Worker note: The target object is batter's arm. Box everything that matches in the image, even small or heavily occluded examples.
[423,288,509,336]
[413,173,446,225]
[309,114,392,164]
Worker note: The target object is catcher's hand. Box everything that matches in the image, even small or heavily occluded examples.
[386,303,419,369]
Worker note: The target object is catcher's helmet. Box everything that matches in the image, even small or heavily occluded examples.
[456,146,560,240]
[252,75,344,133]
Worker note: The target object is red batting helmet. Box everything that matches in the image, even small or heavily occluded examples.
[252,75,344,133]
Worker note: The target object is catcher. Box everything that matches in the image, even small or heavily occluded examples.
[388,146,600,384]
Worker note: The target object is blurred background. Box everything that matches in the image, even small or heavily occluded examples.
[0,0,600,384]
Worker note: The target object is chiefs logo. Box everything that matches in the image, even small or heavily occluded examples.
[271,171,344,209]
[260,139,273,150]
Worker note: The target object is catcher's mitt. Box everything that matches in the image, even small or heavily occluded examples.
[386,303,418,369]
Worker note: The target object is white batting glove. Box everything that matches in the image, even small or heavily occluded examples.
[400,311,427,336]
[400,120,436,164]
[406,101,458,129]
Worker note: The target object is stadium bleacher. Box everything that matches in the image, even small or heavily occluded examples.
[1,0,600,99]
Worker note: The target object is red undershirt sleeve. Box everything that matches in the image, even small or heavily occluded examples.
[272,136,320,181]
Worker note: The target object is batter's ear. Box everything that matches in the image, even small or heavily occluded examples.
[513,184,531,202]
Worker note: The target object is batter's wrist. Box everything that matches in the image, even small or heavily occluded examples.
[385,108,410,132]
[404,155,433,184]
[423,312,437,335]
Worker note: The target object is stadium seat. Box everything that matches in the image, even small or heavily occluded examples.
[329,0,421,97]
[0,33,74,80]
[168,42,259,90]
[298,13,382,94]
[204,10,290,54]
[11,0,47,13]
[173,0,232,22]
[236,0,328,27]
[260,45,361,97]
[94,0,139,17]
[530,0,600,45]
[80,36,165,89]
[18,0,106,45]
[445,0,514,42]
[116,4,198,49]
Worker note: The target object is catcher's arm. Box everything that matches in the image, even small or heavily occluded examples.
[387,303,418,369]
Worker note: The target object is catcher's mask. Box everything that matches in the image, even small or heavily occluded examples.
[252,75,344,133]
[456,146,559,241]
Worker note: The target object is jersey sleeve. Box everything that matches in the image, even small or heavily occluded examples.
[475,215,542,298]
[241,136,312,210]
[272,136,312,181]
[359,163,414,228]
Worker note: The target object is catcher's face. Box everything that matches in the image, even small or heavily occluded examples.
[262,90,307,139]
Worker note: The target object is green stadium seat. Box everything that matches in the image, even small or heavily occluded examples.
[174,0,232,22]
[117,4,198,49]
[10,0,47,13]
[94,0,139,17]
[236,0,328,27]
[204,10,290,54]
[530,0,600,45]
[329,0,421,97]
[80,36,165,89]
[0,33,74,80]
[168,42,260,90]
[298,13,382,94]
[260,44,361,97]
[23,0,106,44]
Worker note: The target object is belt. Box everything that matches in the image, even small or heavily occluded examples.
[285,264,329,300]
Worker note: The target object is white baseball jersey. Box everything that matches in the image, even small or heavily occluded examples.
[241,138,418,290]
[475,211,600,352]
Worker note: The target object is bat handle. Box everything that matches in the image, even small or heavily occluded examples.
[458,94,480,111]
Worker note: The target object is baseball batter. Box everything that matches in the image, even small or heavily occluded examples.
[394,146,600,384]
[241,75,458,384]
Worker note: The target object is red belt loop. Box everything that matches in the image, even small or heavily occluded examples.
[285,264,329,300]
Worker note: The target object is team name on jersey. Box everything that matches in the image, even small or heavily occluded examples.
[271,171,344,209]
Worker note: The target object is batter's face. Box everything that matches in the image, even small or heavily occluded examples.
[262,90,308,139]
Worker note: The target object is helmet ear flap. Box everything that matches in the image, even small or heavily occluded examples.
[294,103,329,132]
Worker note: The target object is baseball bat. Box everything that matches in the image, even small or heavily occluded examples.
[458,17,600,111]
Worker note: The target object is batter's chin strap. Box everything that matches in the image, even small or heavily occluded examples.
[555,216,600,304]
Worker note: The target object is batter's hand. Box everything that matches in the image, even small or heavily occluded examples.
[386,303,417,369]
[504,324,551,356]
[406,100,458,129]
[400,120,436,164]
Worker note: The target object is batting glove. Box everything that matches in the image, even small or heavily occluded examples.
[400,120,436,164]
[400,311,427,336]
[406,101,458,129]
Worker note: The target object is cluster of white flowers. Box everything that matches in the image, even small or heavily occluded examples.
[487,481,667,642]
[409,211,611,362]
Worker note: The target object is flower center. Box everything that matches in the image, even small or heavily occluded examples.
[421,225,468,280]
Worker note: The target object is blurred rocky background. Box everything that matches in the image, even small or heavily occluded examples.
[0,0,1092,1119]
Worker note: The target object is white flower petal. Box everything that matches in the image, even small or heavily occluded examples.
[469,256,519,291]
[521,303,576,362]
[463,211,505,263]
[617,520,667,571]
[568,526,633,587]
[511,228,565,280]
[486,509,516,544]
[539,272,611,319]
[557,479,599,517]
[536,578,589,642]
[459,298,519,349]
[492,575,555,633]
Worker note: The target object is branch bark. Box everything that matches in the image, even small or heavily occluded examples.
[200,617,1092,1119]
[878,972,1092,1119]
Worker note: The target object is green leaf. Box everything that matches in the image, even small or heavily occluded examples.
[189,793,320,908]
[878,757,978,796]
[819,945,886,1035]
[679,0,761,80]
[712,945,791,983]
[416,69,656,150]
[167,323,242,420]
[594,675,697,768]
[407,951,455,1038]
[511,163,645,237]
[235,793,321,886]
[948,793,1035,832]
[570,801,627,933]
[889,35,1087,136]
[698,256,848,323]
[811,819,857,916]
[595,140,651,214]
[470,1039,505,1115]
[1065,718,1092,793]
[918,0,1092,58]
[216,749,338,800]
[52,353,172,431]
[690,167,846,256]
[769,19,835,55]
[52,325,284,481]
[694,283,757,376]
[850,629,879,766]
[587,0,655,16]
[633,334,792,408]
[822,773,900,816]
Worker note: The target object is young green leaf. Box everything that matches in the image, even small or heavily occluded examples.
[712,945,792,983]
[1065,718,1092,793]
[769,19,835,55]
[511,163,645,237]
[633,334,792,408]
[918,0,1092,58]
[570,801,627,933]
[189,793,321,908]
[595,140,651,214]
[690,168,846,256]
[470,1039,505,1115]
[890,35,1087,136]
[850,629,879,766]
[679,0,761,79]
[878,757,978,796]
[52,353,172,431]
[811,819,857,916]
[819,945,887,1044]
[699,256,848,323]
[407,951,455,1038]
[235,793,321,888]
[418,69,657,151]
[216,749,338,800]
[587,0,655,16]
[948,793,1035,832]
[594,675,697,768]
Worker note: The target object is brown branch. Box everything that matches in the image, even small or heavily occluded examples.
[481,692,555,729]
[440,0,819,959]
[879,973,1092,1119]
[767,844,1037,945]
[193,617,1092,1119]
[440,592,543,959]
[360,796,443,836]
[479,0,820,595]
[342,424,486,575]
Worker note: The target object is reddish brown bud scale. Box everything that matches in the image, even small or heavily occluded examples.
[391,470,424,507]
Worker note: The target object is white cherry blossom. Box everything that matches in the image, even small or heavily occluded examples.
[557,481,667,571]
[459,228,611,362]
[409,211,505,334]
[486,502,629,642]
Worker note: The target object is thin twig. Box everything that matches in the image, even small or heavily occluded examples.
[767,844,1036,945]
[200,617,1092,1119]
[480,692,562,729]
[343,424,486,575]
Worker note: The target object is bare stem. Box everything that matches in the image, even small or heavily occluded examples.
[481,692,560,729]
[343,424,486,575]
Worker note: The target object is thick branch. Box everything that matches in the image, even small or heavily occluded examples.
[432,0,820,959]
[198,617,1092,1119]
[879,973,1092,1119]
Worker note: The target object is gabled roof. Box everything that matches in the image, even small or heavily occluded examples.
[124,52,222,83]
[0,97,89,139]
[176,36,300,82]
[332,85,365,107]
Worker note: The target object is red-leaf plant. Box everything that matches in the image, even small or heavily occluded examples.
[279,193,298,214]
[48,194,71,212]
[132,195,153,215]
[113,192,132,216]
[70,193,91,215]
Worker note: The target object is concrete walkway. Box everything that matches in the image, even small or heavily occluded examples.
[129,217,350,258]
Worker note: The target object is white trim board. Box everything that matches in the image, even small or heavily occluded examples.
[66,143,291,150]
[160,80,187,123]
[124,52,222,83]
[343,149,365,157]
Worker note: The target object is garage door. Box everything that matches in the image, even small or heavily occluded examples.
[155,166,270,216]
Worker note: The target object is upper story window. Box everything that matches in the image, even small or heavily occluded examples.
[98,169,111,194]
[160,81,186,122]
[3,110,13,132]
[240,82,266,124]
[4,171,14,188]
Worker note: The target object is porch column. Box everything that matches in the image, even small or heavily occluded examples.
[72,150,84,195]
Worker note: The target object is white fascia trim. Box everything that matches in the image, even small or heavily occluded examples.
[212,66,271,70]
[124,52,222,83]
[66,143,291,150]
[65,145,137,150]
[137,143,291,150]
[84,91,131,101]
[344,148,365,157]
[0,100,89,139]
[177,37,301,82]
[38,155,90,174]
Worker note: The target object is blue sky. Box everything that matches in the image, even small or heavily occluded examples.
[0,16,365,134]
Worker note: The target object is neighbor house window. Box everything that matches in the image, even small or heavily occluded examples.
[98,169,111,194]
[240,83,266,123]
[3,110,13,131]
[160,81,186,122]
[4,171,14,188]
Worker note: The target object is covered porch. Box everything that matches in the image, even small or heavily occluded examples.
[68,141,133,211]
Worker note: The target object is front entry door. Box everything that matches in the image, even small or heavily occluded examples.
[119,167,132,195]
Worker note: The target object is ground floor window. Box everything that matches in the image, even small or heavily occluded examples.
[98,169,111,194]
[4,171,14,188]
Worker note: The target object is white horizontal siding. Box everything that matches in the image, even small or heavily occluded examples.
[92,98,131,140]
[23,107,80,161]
================================
# TASK OBJECTIVE
Put the entries from the line containing "Worker note: The target object is white horizontal" through the end of the entries into a two-column CSV with the headers note and boxes. Give one row per entry, put each value in a single quoted field, and replace line breaks with spaces.

# WRITTEN SOLUTION
note,boxes
"Worker note: The target object is white horizontal siding. Box everything that matches in the image, even small or heavily occluded examples.","[92,98,131,140] [23,107,80,161]"